**Testo fornito**
Idryss. Storie migranti

“Ogni mattina in Africa, come sorge il sole, non importa che tu sia leone o gazzella, l’importante è che cominci a correre” (William Shakespeare).

Il leone e la gazzella

Idryss ha 21 anni; non indossa un cappello, né cerca di nascondere quell’orecchio che non ha più. Toglie gli auricolari ed inizia a raccontarmi la sua storia.

«Sono nato in Sierra Leone il 10 dicembre 1997. Mio papà era un insegnante, mia mamma un’infermiera. Ho una sorella più piccola, Fatmata, ed una nipote, che amo così tanto, ma che non ho ancora avuto il piacere di abbracciare. Il 15 luglio 2016 la mia vita è stata stravolta: i miei genitori sono morti in un incidente stradale ed io sono rimasto solo, ad occuparmi di Fatmata. Poco dopo i funerali uno dei miei zii è venuto a farci visita e ha minacciato di sbatterci fuori di casa: egli sosteneva che mio padre fosse stato adottato, pertanto io non potevo vantare alcun diritto sulla proprietà nella quale ero cresciuto».

Partire

La voce di Idryss si rompe improvvisamente, per perdersi nei suoi occhi, ora lucidi. I suoi ricordi riaffiorano come mostri quando inizia a raccontarmi di quel giorno in cui degli sconosciuti entrarono in casa loro; dopo aver picchiato ed immobilizzato lui, abusano di Fatmata, appena quindicenne.

Una cara amica di famiglia, Malika, decide allora di ospitarli in casa propria; Idryss inizia a lavorare. L’idea di allontanarsi dal proprio paese arriva quando, rientrando a casa a piedi da lavoro, viene investito dal cugino che rivendicava l’abitazione. Con il cuore gonfio e attaccato alla promessa che Malika si sarebbe presa cura di Fatmata, il 25 settembre 2016 Idryss lascia il Sierra Leone alla volta del Mali.

“E senza grandi disturbi, qualcuno sparirà”

Nei chilometri percorsi per attraversare confini, ad accompagnarlo l’ombra della paura, la speranza di trovare un lavoro per essere libero e una telefonata della sorella con cui scopre che diventerà presto zio di una bimba concepita con la violenza.

**Materiale da elaborare**
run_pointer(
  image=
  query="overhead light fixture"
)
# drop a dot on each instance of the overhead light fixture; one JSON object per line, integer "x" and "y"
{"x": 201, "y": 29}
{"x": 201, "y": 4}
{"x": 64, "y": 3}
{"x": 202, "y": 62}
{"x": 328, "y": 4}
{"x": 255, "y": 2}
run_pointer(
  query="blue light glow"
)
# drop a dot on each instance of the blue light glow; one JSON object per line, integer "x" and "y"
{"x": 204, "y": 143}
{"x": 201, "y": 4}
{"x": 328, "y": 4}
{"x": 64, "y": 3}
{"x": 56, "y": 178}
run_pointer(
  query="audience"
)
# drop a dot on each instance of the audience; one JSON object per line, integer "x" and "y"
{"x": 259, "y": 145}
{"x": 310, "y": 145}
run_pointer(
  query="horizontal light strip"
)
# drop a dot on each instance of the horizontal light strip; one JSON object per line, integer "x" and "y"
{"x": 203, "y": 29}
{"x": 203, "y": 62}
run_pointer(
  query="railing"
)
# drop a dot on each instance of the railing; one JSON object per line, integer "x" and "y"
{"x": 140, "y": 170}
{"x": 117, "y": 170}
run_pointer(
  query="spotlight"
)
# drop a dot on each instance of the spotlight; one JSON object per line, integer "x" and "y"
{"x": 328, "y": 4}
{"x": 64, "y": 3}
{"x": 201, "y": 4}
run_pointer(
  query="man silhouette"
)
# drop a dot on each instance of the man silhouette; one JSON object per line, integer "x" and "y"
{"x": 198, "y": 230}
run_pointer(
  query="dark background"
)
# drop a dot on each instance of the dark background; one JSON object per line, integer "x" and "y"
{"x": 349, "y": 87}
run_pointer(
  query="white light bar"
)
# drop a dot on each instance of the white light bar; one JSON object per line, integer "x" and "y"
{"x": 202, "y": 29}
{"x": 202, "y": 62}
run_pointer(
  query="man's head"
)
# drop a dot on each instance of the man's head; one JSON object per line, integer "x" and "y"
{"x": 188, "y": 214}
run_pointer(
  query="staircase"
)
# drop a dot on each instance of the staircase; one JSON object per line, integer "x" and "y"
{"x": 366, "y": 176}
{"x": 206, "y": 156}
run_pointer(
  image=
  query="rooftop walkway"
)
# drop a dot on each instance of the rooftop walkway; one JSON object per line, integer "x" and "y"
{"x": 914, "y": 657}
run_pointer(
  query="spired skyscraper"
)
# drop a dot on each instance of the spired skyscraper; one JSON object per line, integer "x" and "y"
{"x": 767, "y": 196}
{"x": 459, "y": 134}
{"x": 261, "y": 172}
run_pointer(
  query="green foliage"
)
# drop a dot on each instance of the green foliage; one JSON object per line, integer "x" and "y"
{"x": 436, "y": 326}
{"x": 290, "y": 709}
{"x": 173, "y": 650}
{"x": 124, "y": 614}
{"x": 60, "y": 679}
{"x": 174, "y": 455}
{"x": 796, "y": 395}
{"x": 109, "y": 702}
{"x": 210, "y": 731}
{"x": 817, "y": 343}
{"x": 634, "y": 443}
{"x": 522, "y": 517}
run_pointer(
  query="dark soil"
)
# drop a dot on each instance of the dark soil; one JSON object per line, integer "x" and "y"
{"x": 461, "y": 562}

**Compiti da svolgere**
- a) Seleziona e copia tutte le righe dei record in cui compare la parola "blue".
- b) Scrivi il seguito del racconto su Idryss, partendo subito dopo l'ultima frase.
Il testo e i record non hanno alcun legame tra loro.

**Risposte finali**
- a)
  query="blue light glow"
# drop a dot on each instance of the blue light glow; one JSON object per line, integer "x" and "y"

- b)
Dopo tre giorni di autobus, Idryss arriva in Mali, trascorre circa otto notti in un grande parcheggio, poi di nuovo in cammino verso l’Algeria, in compagnia di un ragazzo appena conosciuto, come lui vagabondo. I volti con cui si familiarizza durante i viaggi sono destinati a scomparire troppo presto; questa volta in cerca di speranza sono circa 120, tutti stipati in un cassone il cui posto in piedi costa pressappoco 200 dollari a persona. Cinque lunghi giorni intervallati da scorribande che assaltano i mezzi lungo la strada, «picchiano, derubano e se ne vanno, solo allora si riparte»; infine  il deserto, dove in sole 24 ore si soffre la sete di giorno ed il freddo di notte.

In Algeria Idryss riesce a trovare un lavoro e vi resta per circa sei mesi. Dopo esser stato operato ad un ginocchio nel tentativo di sfuggire ad una banda che aveva tentato di derubarlo, il 22 luglio 2017, decide di spostarsi in Tunisia.

Nelle carceri libiche

A Debdeb, città a confine con Tunisia, Algeria e Libia, un uomo a cui aveva dato dei soldi per il viaggio lo accompagna in Libia e lo consegna a dei militari che dovrebbero successivamente condurlo a destinazione. Idryss viene invece preso in ostaggio, rinchiuso in un capannone, picchiato ed informato che per essere liberato la sua famiglia deve pagare €300. Allora tenta la fuga, ma quando sta per scavalcare la recinzione viene fermato e con un morso gli viene letteralmente strappato un orecchio; resterà in balia dei carcerieri per i due mesi successivi.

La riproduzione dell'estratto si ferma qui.